■ PROBLEM TO SOLVE
Transcribe the records that follow in their entirety, omitting any pictures.

Items from a dataset:
==============================

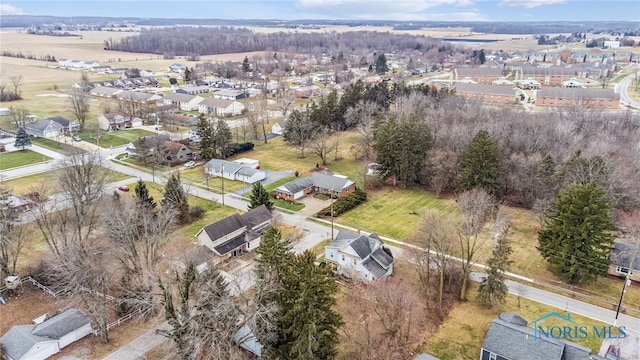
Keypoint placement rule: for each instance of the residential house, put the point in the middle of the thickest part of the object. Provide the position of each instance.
(229, 94)
(193, 89)
(561, 97)
(139, 97)
(358, 256)
(105, 91)
(625, 257)
(44, 339)
(481, 75)
(45, 128)
(235, 234)
(177, 68)
(67, 125)
(240, 170)
(221, 107)
(184, 101)
(307, 91)
(321, 182)
(509, 338)
(173, 152)
(118, 120)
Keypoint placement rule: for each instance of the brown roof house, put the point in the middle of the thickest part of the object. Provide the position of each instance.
(172, 152)
(321, 182)
(235, 234)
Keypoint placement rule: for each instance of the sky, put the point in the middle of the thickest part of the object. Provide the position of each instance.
(406, 10)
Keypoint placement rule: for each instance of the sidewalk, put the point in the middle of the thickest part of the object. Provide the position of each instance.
(140, 345)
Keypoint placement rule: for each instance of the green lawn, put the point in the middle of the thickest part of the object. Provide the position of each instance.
(394, 212)
(60, 147)
(293, 206)
(113, 138)
(461, 334)
(13, 159)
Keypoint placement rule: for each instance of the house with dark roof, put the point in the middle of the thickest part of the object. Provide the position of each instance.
(118, 120)
(358, 256)
(235, 234)
(321, 182)
(625, 258)
(46, 338)
(45, 128)
(509, 338)
(245, 170)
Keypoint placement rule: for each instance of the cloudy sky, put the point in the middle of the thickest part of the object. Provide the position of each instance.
(427, 10)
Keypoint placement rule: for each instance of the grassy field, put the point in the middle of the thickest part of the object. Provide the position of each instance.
(13, 159)
(113, 138)
(60, 147)
(470, 321)
(394, 212)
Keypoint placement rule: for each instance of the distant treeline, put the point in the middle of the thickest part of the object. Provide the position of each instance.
(184, 41)
(19, 55)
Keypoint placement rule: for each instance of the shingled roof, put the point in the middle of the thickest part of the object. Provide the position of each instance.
(509, 337)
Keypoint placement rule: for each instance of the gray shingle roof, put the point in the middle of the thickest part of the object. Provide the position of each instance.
(61, 324)
(509, 336)
(622, 254)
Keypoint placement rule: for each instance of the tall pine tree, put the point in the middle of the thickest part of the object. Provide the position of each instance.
(143, 198)
(22, 139)
(481, 165)
(259, 196)
(577, 237)
(493, 288)
(176, 198)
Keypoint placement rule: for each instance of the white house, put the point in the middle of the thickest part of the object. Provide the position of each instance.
(235, 170)
(360, 257)
(46, 338)
(220, 107)
(185, 102)
(235, 234)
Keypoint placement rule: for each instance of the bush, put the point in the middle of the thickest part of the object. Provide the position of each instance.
(344, 204)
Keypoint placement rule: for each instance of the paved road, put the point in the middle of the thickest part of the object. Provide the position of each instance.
(316, 232)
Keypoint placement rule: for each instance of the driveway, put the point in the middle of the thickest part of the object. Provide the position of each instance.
(312, 205)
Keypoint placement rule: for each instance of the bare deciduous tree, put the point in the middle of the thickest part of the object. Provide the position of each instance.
(477, 208)
(79, 102)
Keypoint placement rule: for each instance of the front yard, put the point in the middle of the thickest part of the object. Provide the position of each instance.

==============================

■ ANSWER IN FULL
Keypoint placement rule: for each instance of the residential house, put the point in the middle of the thickest part of the object. Provide the position of each instance.
(229, 94)
(193, 89)
(561, 97)
(139, 97)
(358, 256)
(105, 91)
(625, 257)
(44, 339)
(481, 75)
(45, 128)
(235, 234)
(177, 68)
(67, 125)
(240, 170)
(221, 107)
(184, 101)
(307, 91)
(321, 182)
(509, 338)
(173, 152)
(118, 120)
Keypoint placement rule: for each instance of the brown roof house, put the point in the middle of the thickest part of the object. Provide the position of each instance.
(172, 152)
(321, 182)
(235, 234)
Keypoint placement rule: for each instance of the sky, put the point in the middle of the thickest part of the object. Provide the position of each instance.
(406, 10)
Keypoint placement rule: for each instance of the sidewalk, put the point in the middle of the thickest part of the object. Provide the position of each instance.
(140, 345)
Keypoint placement rule: for each instance of the green lawn, put the point in the middle of the thickest part of the object. Provide the position of each instance.
(394, 212)
(60, 147)
(293, 206)
(113, 138)
(461, 334)
(13, 159)
Keypoint placement rule: for each instance of the house with dark roof, put the point in the middle of the thickest part of the object. Provide the position of each instance.
(118, 120)
(358, 256)
(235, 234)
(321, 182)
(625, 258)
(46, 338)
(45, 128)
(509, 338)
(245, 170)
Keypoint placement rule: for each instance of the cloudy sky, put the point in the middle of the thickest part of the object. Provide the position of each instance.
(427, 10)
Keypoint placement rule: for each instance of the grassy field, put the point in the middle of the thickest part of the object. Provide the position of each instance.
(13, 159)
(113, 138)
(60, 147)
(470, 321)
(394, 212)
Keypoint placement rule: for each instance of the distant treeline, put the point in the middle of the thickest part of the object. Provide the position of each instance.
(184, 41)
(19, 55)
Keypoint placement rule: for each instance of the shingled roof, put the point in the middle of the thickest part of the object. Provide the position of each instance.
(509, 337)
Keypoint placement rule: for each instance of the gray shingle roof, put the point in the middle of the thickest part of the object. Provide the position of each instance.
(61, 324)
(509, 336)
(622, 254)
Keypoint placement rule: for each instance of the tall pine tree, put the point in the middle of the thickest part of the object. Provide the position of each instance.
(143, 198)
(22, 139)
(481, 165)
(259, 196)
(577, 237)
(493, 288)
(176, 198)
Keypoint placement rule: for each instance of the white house, put the point in the middle of the thickest part of the object. Provide the position of each instance.
(235, 170)
(360, 257)
(46, 338)
(220, 107)
(185, 102)
(235, 234)
Keypoint placement rule: for each instance of the bush, put the point in the middle of the thickest part of the object. Provide the position of each instance.
(344, 204)
Keypoint placement rule: for each instance of the paved road, put the point in the middle of the thickest part of the object. Provide the position of each instance.
(316, 232)
Keypoint placement rule: for each instance of the driveway, put the point in the middle of the thickest part of the object. Provide the position of each instance.
(312, 205)
Keypoint placement rule: for each instance of the bare deciduous tree, put the point in the middle of the thickest part of the object. Provide the position of each instance.
(477, 208)
(79, 102)
Keypoint placement rule: for each instance of the front yard, put the point in the middle of the thickest part of the object. Provide the position of each instance.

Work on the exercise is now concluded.